▸ REQUIRED WORK
Print verbatim every line starting at the one that contains "BATCH JOB #2094 — Class: washer control knob" and ending at the final line of the records; include both endpoints.

▸ EXERCISE INPUTS
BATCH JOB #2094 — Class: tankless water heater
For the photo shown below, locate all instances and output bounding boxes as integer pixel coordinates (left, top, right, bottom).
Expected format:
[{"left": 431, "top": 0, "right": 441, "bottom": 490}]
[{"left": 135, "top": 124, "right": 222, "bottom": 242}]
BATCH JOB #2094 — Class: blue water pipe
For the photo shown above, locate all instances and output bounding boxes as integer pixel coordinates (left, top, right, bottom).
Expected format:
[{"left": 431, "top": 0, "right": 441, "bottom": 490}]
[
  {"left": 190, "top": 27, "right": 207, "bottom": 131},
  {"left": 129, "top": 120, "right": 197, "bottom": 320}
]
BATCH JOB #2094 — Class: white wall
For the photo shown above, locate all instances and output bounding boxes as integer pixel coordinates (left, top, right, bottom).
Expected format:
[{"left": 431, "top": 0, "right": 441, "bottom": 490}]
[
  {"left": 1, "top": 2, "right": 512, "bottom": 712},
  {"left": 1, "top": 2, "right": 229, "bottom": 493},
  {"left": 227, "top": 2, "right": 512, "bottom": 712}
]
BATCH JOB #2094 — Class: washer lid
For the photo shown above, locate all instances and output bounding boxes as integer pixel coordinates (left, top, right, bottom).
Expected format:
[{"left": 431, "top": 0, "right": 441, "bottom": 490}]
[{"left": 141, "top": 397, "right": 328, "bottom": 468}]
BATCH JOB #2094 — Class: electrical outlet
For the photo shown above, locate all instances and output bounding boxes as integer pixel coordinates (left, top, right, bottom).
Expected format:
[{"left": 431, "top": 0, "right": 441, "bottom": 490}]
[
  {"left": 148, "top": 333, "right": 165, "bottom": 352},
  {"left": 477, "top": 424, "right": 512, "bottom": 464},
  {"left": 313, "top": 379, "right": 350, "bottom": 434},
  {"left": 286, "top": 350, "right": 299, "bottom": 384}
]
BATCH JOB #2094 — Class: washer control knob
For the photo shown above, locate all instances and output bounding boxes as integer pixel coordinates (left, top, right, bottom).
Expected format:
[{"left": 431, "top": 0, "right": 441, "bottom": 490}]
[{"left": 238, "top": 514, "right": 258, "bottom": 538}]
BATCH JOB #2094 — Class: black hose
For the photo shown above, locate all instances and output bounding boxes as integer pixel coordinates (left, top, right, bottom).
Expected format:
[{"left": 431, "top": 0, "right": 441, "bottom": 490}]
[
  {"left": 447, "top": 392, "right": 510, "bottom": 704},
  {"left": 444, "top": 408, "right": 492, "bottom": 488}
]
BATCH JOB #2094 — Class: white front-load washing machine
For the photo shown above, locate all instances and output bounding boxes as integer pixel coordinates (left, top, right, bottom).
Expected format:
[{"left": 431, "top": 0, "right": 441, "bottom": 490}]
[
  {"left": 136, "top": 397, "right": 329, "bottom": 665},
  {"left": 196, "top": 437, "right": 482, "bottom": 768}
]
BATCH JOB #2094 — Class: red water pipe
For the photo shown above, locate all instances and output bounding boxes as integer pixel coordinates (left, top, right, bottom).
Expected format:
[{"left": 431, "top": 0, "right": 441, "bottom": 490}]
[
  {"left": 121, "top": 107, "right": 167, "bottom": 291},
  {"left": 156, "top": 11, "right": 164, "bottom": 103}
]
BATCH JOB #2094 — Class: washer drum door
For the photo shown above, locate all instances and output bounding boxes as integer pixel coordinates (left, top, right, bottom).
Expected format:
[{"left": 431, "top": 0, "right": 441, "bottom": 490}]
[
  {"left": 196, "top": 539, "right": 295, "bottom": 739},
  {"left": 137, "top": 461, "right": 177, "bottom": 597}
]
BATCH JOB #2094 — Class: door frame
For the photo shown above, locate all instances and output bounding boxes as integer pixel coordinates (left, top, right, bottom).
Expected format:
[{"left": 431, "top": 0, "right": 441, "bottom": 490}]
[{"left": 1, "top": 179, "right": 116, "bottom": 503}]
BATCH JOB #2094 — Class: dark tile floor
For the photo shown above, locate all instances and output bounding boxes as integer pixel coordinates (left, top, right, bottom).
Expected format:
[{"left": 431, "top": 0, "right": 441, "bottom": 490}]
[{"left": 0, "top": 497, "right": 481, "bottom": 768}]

▸ SOLUTION TO THE EXERCISE
BATCH JOB #2094 — Class: washer control knob
For the photo shown above, locate all instances and output bounding boxes as integer pixel coordinates (left, top, right, bottom).
Expected format:
[{"left": 431, "top": 0, "right": 441, "bottom": 490}]
[{"left": 238, "top": 514, "right": 258, "bottom": 538}]
BATCH JOB #2094 — Class: black hose
For the photo shown above, locate all instances and output bounding boxes as integer pixel coordinates (left, top, right, bottom).
Expected format:
[{"left": 431, "top": 0, "right": 441, "bottom": 490}]
[
  {"left": 447, "top": 392, "right": 510, "bottom": 704},
  {"left": 444, "top": 408, "right": 492, "bottom": 488}
]
BATCH JOB #2094 — Class: white front-load washing machine
For the photo shown above, locate all instances and output bounding boxes as integer pixel coordinates (left, top, right, bottom).
Expected format:
[{"left": 431, "top": 0, "right": 441, "bottom": 490}]
[
  {"left": 136, "top": 397, "right": 329, "bottom": 665},
  {"left": 196, "top": 437, "right": 482, "bottom": 768}
]
BATCH JOB #2094 — Class: red water pipe
For the photo shown above, locate all instances and output bounding boxes as integer pixel coordinates (left, top, right, bottom).
Expected format:
[{"left": 431, "top": 0, "right": 441, "bottom": 490}]
[
  {"left": 121, "top": 107, "right": 167, "bottom": 291},
  {"left": 156, "top": 11, "right": 164, "bottom": 103}
]
BATCH JOB #2094 — Class: washer drum door
For the photo shown above, locate all instances and output bounding boxes as integer pixel coordinates (left, top, right, bottom).
Expected format:
[{"left": 431, "top": 0, "right": 441, "bottom": 490}]
[
  {"left": 196, "top": 539, "right": 295, "bottom": 739},
  {"left": 137, "top": 461, "right": 177, "bottom": 597}
]
BATCH JOB #2094 — Class: door frame
For the photo shown above, locate all instances and output bounding boxes as integer pixel coordinates (left, top, right, bottom).
Expected format:
[{"left": 431, "top": 0, "right": 441, "bottom": 490}]
[{"left": 1, "top": 179, "right": 116, "bottom": 503}]
BATCH JOB #2094 — Class: dark tile floor
For the photo shown above, locate all instances and output bounding boxes as integer pixel coordinates (left, top, right, bottom).
Expected format:
[{"left": 431, "top": 0, "right": 441, "bottom": 490}]
[{"left": 0, "top": 497, "right": 481, "bottom": 768}]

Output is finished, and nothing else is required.